====== EXCERPT

Brian D Rodriguez
Brian is a Research Geophysicist in the Geology, Geophysics, and Geochemistry Science Center, Denver, Colorado. He has applied magnetotellurics to characterization of geology, ground-water, and geothermal resources, earthquake hazards mitigation, mineral resources, and oil & gas exploration. He has applied seismic, ground penetrating radar, magnetic, electromagnetic, and electrical geophysics to seepage, toxic waste studies, tunnel detection, landslide monitoring, and engineering projects for power plants, buildings, bridges, nuclear waste repositories, and trans-continental pipelines.

============
====== DATA

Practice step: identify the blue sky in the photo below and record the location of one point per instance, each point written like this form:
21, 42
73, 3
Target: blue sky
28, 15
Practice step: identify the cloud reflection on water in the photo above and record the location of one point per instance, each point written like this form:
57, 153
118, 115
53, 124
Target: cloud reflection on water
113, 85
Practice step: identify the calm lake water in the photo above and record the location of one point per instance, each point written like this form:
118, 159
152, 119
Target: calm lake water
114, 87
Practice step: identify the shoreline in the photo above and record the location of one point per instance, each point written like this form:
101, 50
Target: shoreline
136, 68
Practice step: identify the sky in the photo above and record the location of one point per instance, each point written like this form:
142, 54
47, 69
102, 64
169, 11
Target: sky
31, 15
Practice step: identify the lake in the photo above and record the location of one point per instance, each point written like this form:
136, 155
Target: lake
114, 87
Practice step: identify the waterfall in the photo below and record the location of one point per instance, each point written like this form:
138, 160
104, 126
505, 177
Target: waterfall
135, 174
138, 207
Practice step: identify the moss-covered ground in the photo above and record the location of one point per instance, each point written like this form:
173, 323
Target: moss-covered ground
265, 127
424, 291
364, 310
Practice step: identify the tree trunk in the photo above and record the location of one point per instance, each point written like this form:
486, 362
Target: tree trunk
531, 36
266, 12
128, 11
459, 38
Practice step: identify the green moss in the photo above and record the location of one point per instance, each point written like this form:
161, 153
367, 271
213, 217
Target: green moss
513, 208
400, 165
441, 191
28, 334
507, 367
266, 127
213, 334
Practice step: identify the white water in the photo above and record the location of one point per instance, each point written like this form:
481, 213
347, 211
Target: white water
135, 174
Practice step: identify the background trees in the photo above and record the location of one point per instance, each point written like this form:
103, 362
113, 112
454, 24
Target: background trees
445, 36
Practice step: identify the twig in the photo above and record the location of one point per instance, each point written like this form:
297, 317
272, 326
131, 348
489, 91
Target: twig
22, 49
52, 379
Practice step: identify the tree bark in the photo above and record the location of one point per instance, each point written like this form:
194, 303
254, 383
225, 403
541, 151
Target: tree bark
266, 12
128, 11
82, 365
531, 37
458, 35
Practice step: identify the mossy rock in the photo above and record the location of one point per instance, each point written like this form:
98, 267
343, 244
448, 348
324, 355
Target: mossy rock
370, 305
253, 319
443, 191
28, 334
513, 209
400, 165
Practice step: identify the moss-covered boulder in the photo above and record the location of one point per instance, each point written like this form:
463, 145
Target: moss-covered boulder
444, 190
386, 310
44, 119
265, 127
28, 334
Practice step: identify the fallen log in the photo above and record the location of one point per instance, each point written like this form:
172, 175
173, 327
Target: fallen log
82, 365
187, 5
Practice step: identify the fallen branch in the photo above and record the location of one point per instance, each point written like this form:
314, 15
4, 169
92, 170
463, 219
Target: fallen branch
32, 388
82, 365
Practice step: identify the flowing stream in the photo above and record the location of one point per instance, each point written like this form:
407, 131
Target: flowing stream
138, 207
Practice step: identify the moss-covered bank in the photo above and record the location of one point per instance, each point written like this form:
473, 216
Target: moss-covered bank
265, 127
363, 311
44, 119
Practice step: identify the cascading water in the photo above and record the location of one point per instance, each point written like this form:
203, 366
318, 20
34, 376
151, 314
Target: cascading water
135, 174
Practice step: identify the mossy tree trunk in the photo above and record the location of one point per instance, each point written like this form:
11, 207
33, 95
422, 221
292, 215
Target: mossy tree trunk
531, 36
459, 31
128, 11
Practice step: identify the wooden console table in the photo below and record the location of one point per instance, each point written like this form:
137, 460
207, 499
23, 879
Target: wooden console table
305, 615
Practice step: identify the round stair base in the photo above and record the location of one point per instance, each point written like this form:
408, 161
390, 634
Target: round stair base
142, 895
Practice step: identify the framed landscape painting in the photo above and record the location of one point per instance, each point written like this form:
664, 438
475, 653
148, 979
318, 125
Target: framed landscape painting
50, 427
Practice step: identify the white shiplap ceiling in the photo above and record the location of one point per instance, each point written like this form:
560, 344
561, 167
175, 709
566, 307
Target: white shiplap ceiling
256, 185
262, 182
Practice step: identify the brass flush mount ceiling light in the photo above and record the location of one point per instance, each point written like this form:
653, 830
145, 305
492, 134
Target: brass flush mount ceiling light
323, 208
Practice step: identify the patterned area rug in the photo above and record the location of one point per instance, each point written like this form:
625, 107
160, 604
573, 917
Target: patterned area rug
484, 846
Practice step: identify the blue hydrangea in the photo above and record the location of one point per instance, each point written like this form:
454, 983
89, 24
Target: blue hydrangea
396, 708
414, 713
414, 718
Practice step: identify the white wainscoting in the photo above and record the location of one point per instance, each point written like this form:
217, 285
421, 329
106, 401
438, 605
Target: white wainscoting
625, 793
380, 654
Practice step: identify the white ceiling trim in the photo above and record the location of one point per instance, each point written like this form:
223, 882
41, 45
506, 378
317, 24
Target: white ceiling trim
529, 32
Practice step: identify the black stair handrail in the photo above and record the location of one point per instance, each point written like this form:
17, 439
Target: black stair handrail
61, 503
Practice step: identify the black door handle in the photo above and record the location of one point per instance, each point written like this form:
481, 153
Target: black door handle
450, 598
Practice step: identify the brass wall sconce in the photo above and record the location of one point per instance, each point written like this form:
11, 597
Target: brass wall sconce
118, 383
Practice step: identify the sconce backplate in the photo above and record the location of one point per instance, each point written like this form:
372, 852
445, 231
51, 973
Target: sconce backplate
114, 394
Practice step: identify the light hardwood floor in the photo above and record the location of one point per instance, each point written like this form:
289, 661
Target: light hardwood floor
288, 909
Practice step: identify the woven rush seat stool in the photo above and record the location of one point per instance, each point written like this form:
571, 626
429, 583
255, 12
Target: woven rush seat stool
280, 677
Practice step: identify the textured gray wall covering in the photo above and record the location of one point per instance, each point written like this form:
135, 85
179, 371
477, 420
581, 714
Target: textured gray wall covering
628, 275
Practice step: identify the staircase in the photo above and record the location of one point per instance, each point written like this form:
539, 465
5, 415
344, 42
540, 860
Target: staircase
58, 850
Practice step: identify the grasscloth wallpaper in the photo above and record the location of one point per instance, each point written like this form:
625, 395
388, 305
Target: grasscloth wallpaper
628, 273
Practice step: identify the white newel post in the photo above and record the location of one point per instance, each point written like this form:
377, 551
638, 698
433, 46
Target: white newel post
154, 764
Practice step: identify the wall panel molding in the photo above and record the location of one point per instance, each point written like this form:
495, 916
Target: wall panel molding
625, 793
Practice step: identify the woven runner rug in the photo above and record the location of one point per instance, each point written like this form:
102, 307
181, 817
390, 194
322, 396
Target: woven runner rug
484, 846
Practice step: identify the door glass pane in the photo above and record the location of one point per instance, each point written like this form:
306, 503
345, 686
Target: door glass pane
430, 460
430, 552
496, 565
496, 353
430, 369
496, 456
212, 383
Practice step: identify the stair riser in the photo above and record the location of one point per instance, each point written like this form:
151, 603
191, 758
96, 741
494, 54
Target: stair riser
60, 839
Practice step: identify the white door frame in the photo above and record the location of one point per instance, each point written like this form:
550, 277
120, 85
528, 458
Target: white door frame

============

Reproduce the text about Brian D Rodriguez word for word, in its entirety.

SOLUTION TO THIS PROBLEM:
Brian D Rodriguez
Brian is a Research Geophysicist in the Geology, Geophysics, and Geochemistry Science Center, Denver, Colorado. He has applied magnetotellurics to characterization of geology, ground-water, and geothermal resources, earthquake hazards mitigation, mineral resources, and oil & gas exploration. He has applied seismic, ground penetrating radar, magnetic, electromagnetic, and electrical geophysics to seepage, toxic waste studies, tunnel detection, landslide monitoring, and engineering projects for power plants, buildings, bridges, nuclear waste repositories, and trans-continental pipelines.